GOAL OF THE EXERCISE: Rewrite the data below with "scouting record" replaced by "field survey" everywhere and nothing else changed. Leave out the pictures.

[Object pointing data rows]
━━━━━━━━━━━━━━━━
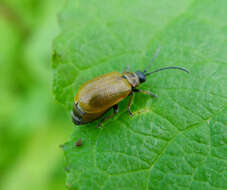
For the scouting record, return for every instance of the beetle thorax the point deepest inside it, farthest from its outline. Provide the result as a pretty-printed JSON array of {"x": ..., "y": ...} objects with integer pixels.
[{"x": 132, "y": 78}]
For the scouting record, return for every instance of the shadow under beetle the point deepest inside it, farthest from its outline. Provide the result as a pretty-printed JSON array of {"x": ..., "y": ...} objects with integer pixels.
[{"x": 104, "y": 92}]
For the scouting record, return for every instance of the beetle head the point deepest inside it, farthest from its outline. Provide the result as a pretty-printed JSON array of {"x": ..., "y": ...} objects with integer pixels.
━━━━━━━━━━━━━━━━
RESPONSE BELOW:
For the field survey, return for every instance of the beetle thorax the point deepest inside it, farthest from its outline. Provide the result as a pretty-printed JSON array of {"x": ..., "y": ...} objects with integer pixels.
[{"x": 132, "y": 78}]
For the field survey, return for every instance of the shadow under beetle the point deepest inside it, farthest from its outline. Provide the result as a pretty-printed JSON array of {"x": ..., "y": ...} objects with integer pixels.
[{"x": 104, "y": 92}]
For the field survey, return for every instance of the beetle head the point deepest inside it, farthest from its outline. Provide the result as a pretty-printed JSON array of {"x": ..., "y": ...} objects with integer pixels.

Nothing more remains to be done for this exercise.